• To do:
1. According to the passage on biological classification, what is the scientific name of the dog?
2. Continue the passage on biological classification from its final sentence.

Segment Start: Excerpted text

The kingdom Animalia stems from the Eukarya domain. Figure 20.5 above shows the classification for the common dog. Therefore, the full name of an organism technically has eight terms. For the dog it is: Eukarya, Animalia, Chordata, Mammalia, Carnivora, Canidae, Canis, and lupus. Notice that each name is capitalized except for species, and the genus and species names are italicized. Scientists generally refer to an organism only by its genus and species, which is its two-word scientific name, or binomial nomenclature. Therefore, the scientific name of the dog is Canis lupus. The name at each level is also a taxon. In other words, dogs are in order Carnivora. Carnivora is the name of the taxon at the order level; Canidae is the taxon at the family level, and so forth. Organisms also have a common name that people typically use, in this case, dog. Note that the dog is additionally a subspecies: the “familiaris” in Canis lupus familiaris. Subspecies are members of the same species that are capable of mating and reproducing viable offspring, but they are separate subspecies due to geographic or behavioral isolation or other factors.

Segment End: Excerpted text
Segment Start: Data shown

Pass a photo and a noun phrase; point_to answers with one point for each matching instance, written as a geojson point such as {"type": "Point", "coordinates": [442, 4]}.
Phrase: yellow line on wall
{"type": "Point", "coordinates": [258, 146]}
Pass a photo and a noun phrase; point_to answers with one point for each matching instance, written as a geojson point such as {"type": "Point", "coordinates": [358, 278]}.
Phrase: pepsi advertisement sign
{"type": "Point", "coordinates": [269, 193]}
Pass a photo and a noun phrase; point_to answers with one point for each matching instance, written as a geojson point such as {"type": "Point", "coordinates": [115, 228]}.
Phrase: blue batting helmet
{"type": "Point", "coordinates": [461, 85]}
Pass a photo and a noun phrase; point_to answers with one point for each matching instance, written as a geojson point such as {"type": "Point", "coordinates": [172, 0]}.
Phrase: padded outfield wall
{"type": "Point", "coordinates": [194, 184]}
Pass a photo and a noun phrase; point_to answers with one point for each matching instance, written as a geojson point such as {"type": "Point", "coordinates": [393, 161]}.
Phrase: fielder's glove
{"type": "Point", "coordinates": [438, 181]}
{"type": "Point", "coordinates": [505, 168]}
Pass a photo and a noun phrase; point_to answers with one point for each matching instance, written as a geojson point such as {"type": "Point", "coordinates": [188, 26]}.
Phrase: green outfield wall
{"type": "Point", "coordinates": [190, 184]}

Segment End: Data shown

• Answers to each task:
1. Canis lupus

2.
Figure 20.6 shows how the levels move toward specificity with other organisms. Notice how the dog shares a domain with the widest diversity of organisms, including plants and butterflies. At each sublevel, the organisms become more similar because they are more closely related. Historically, scientists classified organisms using characteristics, but as DNA technology developed, they have determined more precise phylogenies.

Visual Connection

Illustration shows the taxonomic groups shared by various species. All of the organisms shown are in the domain Eukarya: plants, insects, fish, rabbits, cats, foxes, jackals wolves, and dogs. Of theses, insects, fish, rabbits, cats, foxes, jackals, wolves and dogs are in the kingdom Animalia. Within the kingdom Animalia, fish, rabbits, cats, foxes, jackals, wolves, and dogs are in the phylum Chordata. Rabbits, cats, foxes, jackals, wolves, and dogs are in the class Mammalia. Cats, foxes, jackals, wolves, and dogs are in the order Carnivora. Foxes, jackals, wolves, and dogs are in the family Canidae. Jackals, wolves and dogs are in the genus Canis. Wolves and Dogs and have the species name Canis lupus. Dogs have the subspecies name Canis lupus familiaris.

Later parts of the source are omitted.